-- Task prompt --
Please give the data below again, swapping "bounding boxes" for "box coordinates" throughout and leaving all else unchanged.

(Records)
☆ ☆ ☆ ☆

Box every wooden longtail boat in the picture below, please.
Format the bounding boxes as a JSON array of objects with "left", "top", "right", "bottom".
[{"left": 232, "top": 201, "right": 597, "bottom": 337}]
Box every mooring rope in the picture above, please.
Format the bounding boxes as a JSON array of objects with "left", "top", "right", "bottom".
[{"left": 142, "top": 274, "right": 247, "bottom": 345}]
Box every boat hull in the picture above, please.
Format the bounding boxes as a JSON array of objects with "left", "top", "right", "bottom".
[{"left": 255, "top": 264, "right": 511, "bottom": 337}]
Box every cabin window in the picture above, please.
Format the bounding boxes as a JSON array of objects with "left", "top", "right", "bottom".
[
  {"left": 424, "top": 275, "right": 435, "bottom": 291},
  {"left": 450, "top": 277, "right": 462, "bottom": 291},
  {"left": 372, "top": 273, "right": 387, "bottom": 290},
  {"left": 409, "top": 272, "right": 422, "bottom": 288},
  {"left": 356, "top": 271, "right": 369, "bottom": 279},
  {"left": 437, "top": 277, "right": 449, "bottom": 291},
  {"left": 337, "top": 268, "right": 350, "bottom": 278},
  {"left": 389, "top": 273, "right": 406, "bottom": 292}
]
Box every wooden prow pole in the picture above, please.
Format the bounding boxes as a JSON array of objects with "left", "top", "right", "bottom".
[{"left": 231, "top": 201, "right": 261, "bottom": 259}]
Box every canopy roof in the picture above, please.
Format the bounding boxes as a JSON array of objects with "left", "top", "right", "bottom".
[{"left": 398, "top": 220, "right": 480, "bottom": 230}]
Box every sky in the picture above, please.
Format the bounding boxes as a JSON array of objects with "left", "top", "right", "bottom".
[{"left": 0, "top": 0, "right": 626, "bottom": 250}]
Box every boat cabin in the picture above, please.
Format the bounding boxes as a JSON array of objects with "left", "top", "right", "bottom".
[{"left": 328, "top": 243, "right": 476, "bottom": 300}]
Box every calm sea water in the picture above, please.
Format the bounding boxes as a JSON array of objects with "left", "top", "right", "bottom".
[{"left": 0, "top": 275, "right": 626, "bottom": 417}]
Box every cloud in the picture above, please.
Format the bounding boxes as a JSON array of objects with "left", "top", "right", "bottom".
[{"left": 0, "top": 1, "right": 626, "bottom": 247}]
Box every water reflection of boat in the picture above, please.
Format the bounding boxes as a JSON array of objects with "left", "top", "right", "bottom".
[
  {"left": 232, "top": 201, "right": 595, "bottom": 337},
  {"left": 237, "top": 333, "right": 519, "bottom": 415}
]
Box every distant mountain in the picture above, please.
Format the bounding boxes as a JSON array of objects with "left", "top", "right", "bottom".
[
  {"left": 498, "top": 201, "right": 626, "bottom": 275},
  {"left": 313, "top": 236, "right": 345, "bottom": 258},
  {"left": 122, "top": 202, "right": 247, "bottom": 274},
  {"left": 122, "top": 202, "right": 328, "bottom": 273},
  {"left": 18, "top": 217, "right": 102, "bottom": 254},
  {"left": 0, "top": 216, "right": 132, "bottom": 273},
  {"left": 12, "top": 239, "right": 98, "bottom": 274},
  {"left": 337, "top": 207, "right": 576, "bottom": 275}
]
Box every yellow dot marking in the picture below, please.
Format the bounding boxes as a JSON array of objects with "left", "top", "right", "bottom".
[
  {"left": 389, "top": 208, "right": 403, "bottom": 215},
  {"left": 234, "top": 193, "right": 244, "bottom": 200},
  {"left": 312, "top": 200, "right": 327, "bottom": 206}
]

☆ ☆ ☆ ☆

-- Answer in full --
Box every wooden longtail boat in the picture below, please.
Format the box coordinates as a JSON array of objects with "left", "top", "right", "bottom".
[{"left": 232, "top": 201, "right": 597, "bottom": 337}]
Box every mooring rope in the picture above, please.
Format the box coordinates as a JSON array of objects with "left", "top", "right", "bottom".
[{"left": 142, "top": 274, "right": 247, "bottom": 345}]
Box every boat hull in the picture above, please.
Format the box coordinates as a JSON array of objects with "left", "top", "right", "bottom".
[{"left": 255, "top": 264, "right": 511, "bottom": 337}]
Box every cabin window in the picture above, please.
Format the box coordinates as a JSON array of objects with "left", "top", "right", "bottom".
[
  {"left": 424, "top": 275, "right": 435, "bottom": 291},
  {"left": 450, "top": 277, "right": 462, "bottom": 291},
  {"left": 372, "top": 273, "right": 387, "bottom": 290},
  {"left": 409, "top": 272, "right": 422, "bottom": 288},
  {"left": 356, "top": 271, "right": 369, "bottom": 279},
  {"left": 437, "top": 277, "right": 449, "bottom": 291},
  {"left": 337, "top": 268, "right": 350, "bottom": 278},
  {"left": 389, "top": 273, "right": 406, "bottom": 292}
]
Box every wooden prow pole in the picture above, please.
Format the box coordinates as a JSON array of objects with "left", "top", "right", "bottom".
[{"left": 231, "top": 201, "right": 261, "bottom": 259}]
Box every canopy roof in the picture above, please.
Format the box coordinates as a JSON array of objects with "left", "top", "right", "bottom".
[{"left": 398, "top": 220, "right": 480, "bottom": 230}]
Box every sky in the picture above, please.
Format the box coordinates as a JSON array of objects with "left", "top", "right", "bottom".
[{"left": 0, "top": 0, "right": 626, "bottom": 250}]
Box every boat cabin in the picture above, please.
Format the box coordinates as a JSON array of objects with "left", "top", "right", "bottom".
[{"left": 328, "top": 243, "right": 476, "bottom": 300}]
Box every calm sea water in the picture above, please.
Format the box coordinates as a JSON array of objects with "left", "top", "right", "bottom".
[{"left": 0, "top": 275, "right": 626, "bottom": 417}]
Box every cloud in the picture above, please.
Format the box coordinates as a JSON array of objects with "left", "top", "right", "bottom".
[{"left": 0, "top": 1, "right": 626, "bottom": 247}]
Box every water reflection of boat in the picture above, please.
Format the box coordinates as a JSON array of objects with "left", "top", "right", "bottom".
[
  {"left": 232, "top": 201, "right": 595, "bottom": 337},
  {"left": 237, "top": 333, "right": 519, "bottom": 415}
]
Box every distant mountain in the picture above, please.
Format the box coordinates as a JSON array of objects with "left", "top", "right", "bottom".
[
  {"left": 498, "top": 201, "right": 626, "bottom": 275},
  {"left": 313, "top": 236, "right": 345, "bottom": 258},
  {"left": 122, "top": 202, "right": 247, "bottom": 274},
  {"left": 122, "top": 202, "right": 328, "bottom": 273},
  {"left": 18, "top": 217, "right": 102, "bottom": 254},
  {"left": 0, "top": 216, "right": 132, "bottom": 273},
  {"left": 12, "top": 239, "right": 98, "bottom": 274},
  {"left": 337, "top": 207, "right": 576, "bottom": 275}
]
Box every yellow dot marking in the picture below, please.
Format the box coordinates as a JSON array of objects with "left", "top", "right", "bottom".
[
  {"left": 389, "top": 208, "right": 403, "bottom": 215},
  {"left": 234, "top": 193, "right": 244, "bottom": 200},
  {"left": 312, "top": 200, "right": 327, "bottom": 206}
]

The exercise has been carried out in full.